練習課題 1: 抜粋本文によると、絵カードを勧められた●くんのお母さんは、すぐに何に参加しましたか。

抜粋本文:
※

虹色教室通信

遊びや工作を通して 子どもを伸ばす方法を紹介します。

自閉症の子のお友だちに関する質問をいただいて…… 4

2013-06-14 07:31:21 | 自閉症スペクトラム・学習が気がかりな子

前回の記事で紙製の建築物に興味を持っていた●くんというのは、

言葉の出ない広汎性発達障害の子

という記事で★くんとして紹介させていただいた子です。

上は初めて会った日の写真なのですが、その日も

教室に飾ってある写真のような建築物のおもちゃを触りたがり、

橋にあるトンネルにミニカーをくぐらせようとしていました。

といっても、穴があるから、何かを押しこんでおきたい、という感じで、

遊びとは言えない感じでした。

 

こんなちょっとした瞬間からも、その子の好みについてさまざまなことがわかります。

●くんは紙に印刷されたものが目に留まりやすく、紙の質感を好むのではないか、と思われました。

また建築物が好きなことから、球形のぷよぷよした感触のものなどより

カッチリした作りに惹かれるのかもしれません。

 

この日、●くんが、ボタンを押すと「ワンワン」「ニャーニャー」といった音が出るおもちゃや

鍵を回すと子どもたちが喜ぶような音が出るおもちゃの音を出しても、

そちらに振り返ることすらしなかったので、

耳で音を捉える機能に何らかの気がかりなところがあるのでは……と思われました。

また、非言語でのちょっとしたやりとりも成り立っていないことも気になりました。

 

そこで、まだ2歳とはいえ、言葉が出てくるのを待つのではなく

早めに絵カードで等でコミュニケーションを取って方がいいのではと伝えたところ、

●くんのお母さんはすぐにPECSの講習会に参加して、生活に絵カードを取り入れました。

 

絵カードを使いはじめたとたん、●くんに目覚ましい変化がありました。

絵カードを使えば自分の要求が相手にきちんと伝わることに気づくにつれて、

人への関心や信頼感が増し、発音があいまいだとはいえ、何とか言葉で自分の意志を伝えようと

し始めました。

 

また、絵カードを使いだしてはじめてわかった

こんなことがあったそうです。

●くんは立体的な実際の物だとなかなか名前を覚えなかったのに

絵カードだと覚えやすいのだとか。

●くんのお母さんは、「立体だと輪郭が見えにくいのかもしれません」といったことをおっしゃいました。

 

●くんが紙の質感や、カッチリした平面でできた形を好むのは、

視覚の問題との関わりがあるのかもしれません。

 

●くんが教室で紙製の3Dパズルの建築物に興味を持っていたので、

●くんのお母さんは小さいサイズ(400円ほど)をいくつか購入して

組み立ててあげたそうです。

※

データ記録:
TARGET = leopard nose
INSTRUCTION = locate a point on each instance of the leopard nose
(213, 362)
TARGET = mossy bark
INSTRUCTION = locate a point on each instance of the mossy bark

※

練習課題 2: 記録のうち、"TARGET = mossy bark"を含む行から記録の最後までを、一字も変えずにすべて抜き出してください。

正解 1: PECSの講習会

正解 2:
TARGET = mossy bark
INSTRUCTION = locate a point on each instance of the mossy bark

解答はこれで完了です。